TEXTO PARA ANÁLISE:
......
Quanto talvez Você retornar, vai me encontrar bebendo com Bukowski mais uma vez, como nos conhecemos. Mas o presente era outro. O presente tinha vindo com fita vermelha.
Agora, o presente foi abandonado do lado de fora da porta, e só ao abrir, vi.
Errei ao ser tarde demais?

Grata,

Ana.

20 de fevereiro de 2012

Judô

Quando a luta é inevitável, é opcional a derrota.
E quando você tem o poder de escolha, não escolha o "tanto faz"...

16 de fevereiro de 2012

Para O Alex

obrigada por ter existido. sem você não teria metade da grandeza que sou, afinal, crescemos juntos.
sinto muito pela conjugação pretérita no verbo da frase anterior. não deveria ter sido assim, mas já que foi, tento desde então ser menos criança e aproveitar o resto de infância que resta aqui.
e é em miudezas assim que agradeço por ter você
de uma forma ou de outra
de uma dimensão ou de outra
de uma memória ou de outra

comigo sempre.




é com lágrimas nos olhos que sorrio!

14 de fevereiro de 2012

Hamilton

toda vez que eu tocava bandolim na janela
e acendia um cigarro de palha
aparecia um gato preto, vinha de trás da arruela
magrelo, cor de carvão, de homem sujo na fornalha

ficava me ouvindo tocar, naquela mesma posição
da primeira vez que o vi, fora apenas ocasião
mas o tempo foi passando e cada vez que me ouvia
o gato preto cor de nanquim aparecia

improvisava qualquer coisa, o gato ficava lá
errava mais que o bastante, o gato ficava lá
pois não era humano; não perdia a paciência
ainda assim tenho certeza, o gato tinha consciência

porque era meu ouvinte, era a tarde inteira assim
eis que um dia não errei mais, comprei um novo bandolim
arrumei minhas malas e dei um beijo na velha
peguei o ônibus e fiz minha trilha - de barro

era bandolinista na cidade grande
o povo agora paga para me ouvir
chamo-os de gato preto
na tentativa falha da saudade sumir

às vezes ela me liga
diz que pintaram de verde a janela
que sente saudades quando me ouve no rádio
e que o gato ainda me espera.





(fiz em 2009, gente)

13 de fevereiro de 2012

tempo

ca fé que tenho
o que tiver di ser
será
mas aguarda um pouquim, maria
que é pro meu café
poder coar

9 de fevereiro de 2012

Blasfêmia

O mundo é composto por Bíblias cotidianas. Diáias.
Composto por Cristos que acordam às 4h da manhã para fazer da farinha, pão. Que ao final do dia - todo dia - são crucificados, em praça pública, meio a tantos outros Cristos... Mas acorda, renascem.
......
Indique se cada afirmação concorda com o poema "Hamilton", no texto acima, respondendo sim ou não e citando literalmente as palavras decisivas: (a) o gato que aparecia era preto; (b) pintaram a janela de azul; (c) o narrador tocava violão na janela.

LINHAS FORNECIDAS:
......
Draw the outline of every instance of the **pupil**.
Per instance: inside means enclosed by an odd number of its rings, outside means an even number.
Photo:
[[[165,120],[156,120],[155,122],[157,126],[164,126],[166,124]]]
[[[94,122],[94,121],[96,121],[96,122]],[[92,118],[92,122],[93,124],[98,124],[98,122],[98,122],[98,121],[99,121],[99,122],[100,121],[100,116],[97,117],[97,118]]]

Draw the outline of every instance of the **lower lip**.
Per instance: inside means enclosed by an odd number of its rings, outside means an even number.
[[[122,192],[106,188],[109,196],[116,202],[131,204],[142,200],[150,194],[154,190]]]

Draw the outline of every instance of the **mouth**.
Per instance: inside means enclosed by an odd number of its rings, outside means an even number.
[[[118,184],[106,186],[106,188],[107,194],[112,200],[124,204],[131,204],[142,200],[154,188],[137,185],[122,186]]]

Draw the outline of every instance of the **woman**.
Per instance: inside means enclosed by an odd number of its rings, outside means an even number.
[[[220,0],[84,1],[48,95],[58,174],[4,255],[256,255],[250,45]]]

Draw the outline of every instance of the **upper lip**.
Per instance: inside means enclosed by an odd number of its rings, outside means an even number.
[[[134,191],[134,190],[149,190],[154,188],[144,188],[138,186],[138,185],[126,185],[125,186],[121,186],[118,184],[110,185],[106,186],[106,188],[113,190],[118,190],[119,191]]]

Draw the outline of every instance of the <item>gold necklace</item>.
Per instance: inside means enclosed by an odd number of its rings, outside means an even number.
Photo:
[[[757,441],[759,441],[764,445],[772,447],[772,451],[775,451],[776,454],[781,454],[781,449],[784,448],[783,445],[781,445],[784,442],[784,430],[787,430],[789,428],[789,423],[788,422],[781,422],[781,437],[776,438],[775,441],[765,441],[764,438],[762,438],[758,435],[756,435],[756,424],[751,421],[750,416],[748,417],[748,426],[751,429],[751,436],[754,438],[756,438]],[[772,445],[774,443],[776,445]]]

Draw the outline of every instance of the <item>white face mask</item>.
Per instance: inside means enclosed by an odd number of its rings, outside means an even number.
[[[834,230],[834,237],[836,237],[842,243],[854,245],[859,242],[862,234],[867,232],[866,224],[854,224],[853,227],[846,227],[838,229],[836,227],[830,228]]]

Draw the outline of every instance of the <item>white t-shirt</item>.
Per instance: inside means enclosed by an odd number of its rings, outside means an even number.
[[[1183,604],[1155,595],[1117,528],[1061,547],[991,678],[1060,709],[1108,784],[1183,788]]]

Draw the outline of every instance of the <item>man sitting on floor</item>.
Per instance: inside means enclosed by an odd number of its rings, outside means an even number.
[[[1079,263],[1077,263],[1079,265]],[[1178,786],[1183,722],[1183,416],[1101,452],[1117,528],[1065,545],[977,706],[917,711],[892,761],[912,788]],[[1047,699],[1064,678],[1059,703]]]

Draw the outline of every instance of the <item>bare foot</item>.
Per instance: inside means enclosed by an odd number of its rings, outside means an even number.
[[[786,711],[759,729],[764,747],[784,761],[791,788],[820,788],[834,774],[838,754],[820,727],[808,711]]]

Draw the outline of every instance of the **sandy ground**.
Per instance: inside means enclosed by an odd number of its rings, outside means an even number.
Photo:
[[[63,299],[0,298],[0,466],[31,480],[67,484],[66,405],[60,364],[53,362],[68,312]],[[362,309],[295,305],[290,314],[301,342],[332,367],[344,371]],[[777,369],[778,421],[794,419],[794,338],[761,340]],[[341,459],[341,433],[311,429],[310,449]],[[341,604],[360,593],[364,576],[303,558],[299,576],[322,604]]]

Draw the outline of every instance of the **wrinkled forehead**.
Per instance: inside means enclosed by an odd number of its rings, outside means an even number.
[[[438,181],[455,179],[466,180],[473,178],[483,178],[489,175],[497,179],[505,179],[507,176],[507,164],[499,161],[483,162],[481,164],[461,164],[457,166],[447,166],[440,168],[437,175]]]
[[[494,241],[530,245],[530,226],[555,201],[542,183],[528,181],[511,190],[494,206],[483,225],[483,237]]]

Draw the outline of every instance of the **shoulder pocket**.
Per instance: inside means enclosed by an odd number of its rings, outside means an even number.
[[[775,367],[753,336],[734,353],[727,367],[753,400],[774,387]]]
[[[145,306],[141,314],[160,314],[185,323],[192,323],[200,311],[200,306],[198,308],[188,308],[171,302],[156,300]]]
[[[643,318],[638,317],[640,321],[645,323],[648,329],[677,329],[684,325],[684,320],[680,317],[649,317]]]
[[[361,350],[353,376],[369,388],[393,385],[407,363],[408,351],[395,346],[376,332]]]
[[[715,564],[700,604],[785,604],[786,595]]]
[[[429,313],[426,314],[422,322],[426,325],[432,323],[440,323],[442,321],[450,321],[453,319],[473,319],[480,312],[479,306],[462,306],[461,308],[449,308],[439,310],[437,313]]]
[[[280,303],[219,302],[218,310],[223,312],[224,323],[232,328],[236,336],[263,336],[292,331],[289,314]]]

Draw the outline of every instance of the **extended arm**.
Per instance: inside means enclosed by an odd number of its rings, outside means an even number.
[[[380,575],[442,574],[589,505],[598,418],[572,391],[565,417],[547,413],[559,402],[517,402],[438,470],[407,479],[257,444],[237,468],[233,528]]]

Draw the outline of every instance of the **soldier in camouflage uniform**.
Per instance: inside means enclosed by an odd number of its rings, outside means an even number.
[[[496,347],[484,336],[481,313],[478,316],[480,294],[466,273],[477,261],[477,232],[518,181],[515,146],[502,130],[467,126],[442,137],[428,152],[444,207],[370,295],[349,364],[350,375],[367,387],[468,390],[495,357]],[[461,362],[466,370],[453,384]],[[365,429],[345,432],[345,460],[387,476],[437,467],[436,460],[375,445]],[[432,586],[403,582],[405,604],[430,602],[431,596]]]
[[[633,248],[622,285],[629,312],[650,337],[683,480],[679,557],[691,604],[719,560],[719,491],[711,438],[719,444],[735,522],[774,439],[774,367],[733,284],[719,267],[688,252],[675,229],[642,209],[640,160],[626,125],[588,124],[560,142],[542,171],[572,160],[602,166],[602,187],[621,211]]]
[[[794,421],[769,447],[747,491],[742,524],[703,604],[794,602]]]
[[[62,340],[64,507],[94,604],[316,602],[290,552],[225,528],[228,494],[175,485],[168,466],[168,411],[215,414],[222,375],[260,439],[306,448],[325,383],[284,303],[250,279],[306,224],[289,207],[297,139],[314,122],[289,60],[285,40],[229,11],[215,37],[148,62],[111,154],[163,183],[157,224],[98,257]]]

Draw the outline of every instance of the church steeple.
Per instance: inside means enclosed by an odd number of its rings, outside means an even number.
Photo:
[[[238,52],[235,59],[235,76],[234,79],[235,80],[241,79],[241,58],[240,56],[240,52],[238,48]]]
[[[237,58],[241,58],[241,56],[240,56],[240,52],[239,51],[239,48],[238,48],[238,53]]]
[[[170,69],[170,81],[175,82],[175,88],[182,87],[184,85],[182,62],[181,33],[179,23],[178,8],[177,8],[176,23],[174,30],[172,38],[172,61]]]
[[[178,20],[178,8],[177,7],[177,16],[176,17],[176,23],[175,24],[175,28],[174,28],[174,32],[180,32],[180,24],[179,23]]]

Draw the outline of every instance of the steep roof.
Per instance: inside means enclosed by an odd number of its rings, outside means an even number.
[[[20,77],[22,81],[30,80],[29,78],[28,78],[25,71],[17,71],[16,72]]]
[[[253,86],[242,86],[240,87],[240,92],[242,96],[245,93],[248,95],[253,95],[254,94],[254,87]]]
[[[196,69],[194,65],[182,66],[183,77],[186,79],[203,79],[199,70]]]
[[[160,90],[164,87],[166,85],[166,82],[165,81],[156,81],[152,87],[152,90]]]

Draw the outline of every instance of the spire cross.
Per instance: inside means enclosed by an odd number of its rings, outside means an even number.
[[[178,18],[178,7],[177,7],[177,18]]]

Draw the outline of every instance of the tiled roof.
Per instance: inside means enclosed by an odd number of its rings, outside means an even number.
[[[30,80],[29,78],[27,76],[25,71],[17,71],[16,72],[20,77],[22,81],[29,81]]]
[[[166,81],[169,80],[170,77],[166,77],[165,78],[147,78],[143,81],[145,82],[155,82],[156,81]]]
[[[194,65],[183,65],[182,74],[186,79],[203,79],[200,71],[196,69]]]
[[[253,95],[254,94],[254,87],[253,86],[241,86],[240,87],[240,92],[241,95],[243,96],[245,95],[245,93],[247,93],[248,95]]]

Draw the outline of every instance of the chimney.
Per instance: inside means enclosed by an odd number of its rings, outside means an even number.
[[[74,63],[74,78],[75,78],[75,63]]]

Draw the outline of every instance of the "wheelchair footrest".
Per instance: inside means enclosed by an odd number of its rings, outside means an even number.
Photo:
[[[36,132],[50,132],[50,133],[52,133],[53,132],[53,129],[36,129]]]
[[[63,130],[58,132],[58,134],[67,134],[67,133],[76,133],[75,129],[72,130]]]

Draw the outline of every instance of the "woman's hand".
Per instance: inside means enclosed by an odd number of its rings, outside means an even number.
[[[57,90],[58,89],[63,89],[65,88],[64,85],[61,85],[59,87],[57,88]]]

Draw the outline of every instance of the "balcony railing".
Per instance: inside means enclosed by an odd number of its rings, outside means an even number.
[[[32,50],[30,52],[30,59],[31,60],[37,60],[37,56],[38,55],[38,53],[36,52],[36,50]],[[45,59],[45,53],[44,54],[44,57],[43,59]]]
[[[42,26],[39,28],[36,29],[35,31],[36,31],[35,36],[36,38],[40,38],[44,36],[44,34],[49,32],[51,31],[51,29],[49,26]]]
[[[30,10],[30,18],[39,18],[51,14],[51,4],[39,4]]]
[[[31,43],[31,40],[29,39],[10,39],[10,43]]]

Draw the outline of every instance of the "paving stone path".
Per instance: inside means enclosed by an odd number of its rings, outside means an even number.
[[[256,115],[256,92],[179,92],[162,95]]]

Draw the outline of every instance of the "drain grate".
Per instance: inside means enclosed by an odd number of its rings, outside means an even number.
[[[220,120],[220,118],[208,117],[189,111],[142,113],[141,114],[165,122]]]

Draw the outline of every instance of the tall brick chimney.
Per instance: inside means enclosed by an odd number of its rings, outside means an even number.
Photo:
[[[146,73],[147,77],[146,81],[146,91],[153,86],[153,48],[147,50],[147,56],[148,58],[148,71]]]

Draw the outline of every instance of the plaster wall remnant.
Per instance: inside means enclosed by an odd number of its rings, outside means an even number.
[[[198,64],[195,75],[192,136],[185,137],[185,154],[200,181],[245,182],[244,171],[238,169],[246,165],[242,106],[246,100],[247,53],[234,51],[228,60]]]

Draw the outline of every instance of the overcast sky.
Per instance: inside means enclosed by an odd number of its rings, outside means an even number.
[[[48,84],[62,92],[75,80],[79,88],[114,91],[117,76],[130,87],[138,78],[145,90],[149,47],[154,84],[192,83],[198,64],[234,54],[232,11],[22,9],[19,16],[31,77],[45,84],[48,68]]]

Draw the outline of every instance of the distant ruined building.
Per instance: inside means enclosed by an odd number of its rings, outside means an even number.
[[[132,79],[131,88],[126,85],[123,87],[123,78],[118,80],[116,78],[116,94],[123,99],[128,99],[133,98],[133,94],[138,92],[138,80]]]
......
RESPOSTA DA TAREFA:
(a) Sim: "aparecia um gato preto".
(b) Não: "diz que pintaram de verde a janela".
(c) Não: "toda vez que eu tocava bandolim na janela".